What is expected: Would you restate, exactly as they appear, the lines from the one containing "Query: shoulder patch" through the end of the data below?

Material for this task:

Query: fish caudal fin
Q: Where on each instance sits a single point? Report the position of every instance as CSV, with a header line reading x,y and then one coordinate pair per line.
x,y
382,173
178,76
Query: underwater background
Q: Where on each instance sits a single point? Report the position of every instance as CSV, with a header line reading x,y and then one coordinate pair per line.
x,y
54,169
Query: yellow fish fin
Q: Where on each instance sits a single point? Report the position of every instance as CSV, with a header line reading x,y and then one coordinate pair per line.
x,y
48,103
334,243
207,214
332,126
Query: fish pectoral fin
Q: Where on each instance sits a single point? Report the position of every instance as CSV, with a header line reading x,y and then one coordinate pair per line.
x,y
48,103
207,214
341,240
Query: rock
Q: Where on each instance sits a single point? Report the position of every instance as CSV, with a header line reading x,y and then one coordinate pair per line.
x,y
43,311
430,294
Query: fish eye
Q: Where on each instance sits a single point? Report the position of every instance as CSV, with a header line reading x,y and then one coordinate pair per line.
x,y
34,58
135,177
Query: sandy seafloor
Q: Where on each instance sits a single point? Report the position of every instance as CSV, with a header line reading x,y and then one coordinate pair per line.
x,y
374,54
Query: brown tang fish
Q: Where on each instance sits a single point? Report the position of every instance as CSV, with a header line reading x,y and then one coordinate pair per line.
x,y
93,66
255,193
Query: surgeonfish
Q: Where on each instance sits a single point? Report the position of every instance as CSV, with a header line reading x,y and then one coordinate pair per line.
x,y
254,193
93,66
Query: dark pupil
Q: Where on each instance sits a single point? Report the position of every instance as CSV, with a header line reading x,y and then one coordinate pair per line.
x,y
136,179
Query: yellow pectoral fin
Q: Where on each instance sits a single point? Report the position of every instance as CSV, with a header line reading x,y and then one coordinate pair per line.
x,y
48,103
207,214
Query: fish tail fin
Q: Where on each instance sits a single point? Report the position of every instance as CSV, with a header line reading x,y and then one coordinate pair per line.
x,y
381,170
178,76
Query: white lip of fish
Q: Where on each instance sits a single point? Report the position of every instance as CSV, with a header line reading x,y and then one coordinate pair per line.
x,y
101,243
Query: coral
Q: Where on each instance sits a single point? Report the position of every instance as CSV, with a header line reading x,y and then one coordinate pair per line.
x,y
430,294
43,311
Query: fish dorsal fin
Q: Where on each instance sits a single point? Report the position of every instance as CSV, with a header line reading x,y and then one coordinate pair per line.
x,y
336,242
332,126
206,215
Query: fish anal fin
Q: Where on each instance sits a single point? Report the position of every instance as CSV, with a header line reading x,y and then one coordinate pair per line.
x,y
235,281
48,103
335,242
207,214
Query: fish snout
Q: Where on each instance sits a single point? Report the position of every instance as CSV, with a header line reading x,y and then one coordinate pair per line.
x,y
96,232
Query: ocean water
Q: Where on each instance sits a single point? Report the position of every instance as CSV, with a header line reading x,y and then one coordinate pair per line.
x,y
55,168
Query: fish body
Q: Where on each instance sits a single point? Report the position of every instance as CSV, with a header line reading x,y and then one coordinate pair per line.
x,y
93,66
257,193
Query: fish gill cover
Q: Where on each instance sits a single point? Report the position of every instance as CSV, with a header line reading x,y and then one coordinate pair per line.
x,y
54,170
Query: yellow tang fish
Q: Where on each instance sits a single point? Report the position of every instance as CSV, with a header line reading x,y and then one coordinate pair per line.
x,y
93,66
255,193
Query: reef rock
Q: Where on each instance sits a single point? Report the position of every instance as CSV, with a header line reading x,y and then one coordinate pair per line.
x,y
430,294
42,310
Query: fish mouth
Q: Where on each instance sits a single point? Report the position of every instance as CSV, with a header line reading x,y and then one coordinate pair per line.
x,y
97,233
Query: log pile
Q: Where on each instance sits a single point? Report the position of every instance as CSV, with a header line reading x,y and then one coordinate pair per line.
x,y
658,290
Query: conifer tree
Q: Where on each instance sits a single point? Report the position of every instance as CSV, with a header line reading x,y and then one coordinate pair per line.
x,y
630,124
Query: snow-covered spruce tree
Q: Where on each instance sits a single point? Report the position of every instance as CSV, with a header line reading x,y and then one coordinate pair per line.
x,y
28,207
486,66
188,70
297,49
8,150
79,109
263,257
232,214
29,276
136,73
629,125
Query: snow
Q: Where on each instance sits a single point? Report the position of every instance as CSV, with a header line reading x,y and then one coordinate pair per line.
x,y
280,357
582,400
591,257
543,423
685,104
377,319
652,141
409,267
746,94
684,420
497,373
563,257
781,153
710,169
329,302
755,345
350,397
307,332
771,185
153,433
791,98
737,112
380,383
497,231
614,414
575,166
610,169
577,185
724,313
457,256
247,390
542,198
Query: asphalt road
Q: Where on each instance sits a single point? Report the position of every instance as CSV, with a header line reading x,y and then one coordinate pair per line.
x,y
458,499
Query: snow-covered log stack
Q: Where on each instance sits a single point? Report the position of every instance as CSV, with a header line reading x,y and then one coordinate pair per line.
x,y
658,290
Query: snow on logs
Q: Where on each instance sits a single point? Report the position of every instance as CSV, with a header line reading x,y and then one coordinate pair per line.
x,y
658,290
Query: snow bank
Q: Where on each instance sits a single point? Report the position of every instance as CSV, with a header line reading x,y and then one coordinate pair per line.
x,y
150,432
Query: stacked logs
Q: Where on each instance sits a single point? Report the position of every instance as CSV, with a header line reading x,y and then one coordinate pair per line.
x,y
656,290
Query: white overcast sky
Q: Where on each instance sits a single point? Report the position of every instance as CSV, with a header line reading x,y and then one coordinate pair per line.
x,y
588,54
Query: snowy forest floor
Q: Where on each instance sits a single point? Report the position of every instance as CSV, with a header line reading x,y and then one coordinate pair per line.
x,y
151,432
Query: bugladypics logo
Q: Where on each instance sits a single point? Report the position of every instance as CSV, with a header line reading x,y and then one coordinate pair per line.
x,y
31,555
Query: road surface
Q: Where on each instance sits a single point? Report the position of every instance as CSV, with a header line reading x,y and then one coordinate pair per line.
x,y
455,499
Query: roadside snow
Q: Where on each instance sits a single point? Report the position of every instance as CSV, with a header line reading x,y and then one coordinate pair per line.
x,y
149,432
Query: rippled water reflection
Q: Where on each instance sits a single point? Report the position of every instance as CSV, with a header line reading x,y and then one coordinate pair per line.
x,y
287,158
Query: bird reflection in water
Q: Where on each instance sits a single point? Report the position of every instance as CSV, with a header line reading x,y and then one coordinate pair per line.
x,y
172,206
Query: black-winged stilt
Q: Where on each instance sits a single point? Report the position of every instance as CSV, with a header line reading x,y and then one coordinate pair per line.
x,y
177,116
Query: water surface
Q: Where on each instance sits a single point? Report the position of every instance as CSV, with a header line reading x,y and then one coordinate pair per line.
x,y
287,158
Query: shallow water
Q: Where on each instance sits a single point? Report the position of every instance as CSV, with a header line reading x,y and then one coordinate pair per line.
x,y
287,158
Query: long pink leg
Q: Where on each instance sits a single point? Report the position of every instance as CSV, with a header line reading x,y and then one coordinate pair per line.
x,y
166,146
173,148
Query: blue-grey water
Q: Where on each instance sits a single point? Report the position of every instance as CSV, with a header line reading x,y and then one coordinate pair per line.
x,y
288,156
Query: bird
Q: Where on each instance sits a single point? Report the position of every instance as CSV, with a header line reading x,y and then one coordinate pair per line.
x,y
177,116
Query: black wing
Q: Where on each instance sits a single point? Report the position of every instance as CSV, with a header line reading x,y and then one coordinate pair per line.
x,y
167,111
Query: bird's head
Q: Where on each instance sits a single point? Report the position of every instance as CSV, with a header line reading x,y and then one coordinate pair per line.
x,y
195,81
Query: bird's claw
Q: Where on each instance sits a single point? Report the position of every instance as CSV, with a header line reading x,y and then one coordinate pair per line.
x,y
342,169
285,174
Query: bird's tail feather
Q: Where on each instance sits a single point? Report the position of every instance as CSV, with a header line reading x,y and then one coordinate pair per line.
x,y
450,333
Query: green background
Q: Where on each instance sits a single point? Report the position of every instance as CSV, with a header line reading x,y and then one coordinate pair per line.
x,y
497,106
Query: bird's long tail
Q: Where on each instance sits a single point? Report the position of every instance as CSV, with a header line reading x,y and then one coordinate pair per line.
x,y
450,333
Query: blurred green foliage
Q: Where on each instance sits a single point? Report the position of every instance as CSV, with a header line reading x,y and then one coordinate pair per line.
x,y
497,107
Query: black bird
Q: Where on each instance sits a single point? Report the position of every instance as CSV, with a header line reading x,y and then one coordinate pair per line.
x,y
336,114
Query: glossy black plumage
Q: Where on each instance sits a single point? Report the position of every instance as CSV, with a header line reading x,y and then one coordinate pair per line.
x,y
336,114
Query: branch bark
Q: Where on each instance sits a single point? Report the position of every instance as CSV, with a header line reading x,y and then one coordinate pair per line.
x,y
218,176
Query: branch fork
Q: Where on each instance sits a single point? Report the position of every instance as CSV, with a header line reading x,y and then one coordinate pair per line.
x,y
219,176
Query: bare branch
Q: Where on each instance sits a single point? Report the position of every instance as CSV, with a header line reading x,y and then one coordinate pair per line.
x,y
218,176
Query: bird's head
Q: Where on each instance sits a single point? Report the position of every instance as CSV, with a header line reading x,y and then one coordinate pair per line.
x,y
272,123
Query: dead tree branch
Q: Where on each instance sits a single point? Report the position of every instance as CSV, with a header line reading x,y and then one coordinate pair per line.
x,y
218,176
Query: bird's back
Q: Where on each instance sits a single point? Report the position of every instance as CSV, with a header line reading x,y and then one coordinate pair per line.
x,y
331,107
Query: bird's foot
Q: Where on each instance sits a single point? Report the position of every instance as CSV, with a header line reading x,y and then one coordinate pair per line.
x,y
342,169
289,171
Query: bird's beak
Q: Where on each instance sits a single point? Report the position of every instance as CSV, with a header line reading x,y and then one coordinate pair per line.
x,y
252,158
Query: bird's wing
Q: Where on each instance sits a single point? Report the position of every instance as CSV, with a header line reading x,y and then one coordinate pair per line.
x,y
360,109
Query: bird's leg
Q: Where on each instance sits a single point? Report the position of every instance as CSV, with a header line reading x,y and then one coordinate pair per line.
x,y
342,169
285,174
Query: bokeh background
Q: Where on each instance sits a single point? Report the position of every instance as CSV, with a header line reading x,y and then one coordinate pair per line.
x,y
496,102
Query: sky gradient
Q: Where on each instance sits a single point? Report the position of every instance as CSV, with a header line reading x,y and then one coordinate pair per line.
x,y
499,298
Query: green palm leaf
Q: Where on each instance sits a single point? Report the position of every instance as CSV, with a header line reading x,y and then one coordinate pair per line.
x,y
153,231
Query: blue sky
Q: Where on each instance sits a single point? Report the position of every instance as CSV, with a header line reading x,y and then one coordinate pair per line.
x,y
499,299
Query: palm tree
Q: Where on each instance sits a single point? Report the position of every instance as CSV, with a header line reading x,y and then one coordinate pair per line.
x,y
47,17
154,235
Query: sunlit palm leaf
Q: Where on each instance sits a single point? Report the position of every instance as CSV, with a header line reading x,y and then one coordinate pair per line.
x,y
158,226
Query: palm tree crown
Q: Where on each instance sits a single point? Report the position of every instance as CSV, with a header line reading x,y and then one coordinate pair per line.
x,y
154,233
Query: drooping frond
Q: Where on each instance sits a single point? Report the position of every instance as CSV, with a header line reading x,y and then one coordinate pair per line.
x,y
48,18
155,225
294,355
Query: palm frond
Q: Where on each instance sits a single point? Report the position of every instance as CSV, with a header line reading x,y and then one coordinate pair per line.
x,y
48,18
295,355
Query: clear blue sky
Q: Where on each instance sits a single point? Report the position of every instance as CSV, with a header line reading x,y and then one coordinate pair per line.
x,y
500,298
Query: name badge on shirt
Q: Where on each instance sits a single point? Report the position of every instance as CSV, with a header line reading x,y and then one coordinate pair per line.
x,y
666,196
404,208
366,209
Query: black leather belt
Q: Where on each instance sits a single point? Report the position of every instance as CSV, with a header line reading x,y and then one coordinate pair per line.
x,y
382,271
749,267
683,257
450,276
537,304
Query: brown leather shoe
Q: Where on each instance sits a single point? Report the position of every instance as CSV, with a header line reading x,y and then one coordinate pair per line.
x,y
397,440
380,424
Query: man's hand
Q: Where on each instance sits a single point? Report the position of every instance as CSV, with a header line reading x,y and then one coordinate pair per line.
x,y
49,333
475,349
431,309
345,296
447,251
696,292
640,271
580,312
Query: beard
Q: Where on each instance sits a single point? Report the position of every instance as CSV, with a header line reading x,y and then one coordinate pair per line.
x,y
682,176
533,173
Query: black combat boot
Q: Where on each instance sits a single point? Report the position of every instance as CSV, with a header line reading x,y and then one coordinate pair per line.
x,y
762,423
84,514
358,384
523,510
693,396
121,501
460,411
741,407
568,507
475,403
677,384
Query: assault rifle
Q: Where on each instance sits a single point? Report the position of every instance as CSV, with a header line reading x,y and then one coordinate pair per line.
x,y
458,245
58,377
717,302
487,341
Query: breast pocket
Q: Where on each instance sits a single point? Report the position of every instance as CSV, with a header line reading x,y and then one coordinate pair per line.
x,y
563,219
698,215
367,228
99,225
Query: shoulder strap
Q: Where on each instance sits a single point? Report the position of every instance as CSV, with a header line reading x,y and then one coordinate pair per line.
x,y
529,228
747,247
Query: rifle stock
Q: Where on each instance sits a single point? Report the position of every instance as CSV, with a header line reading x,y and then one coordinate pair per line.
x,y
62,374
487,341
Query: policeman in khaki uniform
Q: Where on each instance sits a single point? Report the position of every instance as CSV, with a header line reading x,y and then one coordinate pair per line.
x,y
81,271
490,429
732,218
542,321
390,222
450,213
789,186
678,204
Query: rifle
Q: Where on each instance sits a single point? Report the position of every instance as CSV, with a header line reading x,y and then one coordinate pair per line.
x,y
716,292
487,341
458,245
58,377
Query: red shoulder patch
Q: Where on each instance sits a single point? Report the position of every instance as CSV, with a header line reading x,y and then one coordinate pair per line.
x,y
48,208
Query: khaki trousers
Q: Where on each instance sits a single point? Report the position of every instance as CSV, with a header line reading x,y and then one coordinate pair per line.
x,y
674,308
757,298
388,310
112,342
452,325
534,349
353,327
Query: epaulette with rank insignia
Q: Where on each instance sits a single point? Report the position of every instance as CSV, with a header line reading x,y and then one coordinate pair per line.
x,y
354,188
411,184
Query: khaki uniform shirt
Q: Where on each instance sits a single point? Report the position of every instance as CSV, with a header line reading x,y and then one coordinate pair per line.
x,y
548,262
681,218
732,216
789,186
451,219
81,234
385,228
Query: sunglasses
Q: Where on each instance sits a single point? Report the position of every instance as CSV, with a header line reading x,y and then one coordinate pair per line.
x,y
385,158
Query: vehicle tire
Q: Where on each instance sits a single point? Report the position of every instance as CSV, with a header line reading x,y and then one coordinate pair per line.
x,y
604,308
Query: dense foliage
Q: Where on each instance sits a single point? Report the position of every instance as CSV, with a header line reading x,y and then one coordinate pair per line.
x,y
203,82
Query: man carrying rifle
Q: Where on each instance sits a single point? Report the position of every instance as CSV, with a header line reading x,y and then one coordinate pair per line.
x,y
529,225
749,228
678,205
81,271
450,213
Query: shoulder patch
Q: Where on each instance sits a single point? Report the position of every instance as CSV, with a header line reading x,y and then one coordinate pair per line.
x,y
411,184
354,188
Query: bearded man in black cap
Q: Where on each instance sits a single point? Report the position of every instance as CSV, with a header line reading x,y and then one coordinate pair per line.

Finished exercise:
Query: shoulder patch
Q: Where on each instance sits a single point? Report the position of every instance as CSV, with a header line reading x,y and then one coordinate pair per line.
x,y
411,184
354,188
Query: bearded man in black cap
Q: Where on each instance sits a single point? Report the position of every instance as CSV, with a header line reading x,y and then one coordinate pair per line.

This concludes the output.